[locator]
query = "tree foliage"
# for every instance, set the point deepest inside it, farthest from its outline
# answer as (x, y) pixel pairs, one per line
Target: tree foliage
::::::::
### Your goal:
Extract every entry above as it appears.

### Exercise solution:
[locator]
query = "tree foliage"
# for every instance, set the point deepest inside it, farthest from its outline
# answer as (x, y) pixel pairs, one per line
Target: tree foliage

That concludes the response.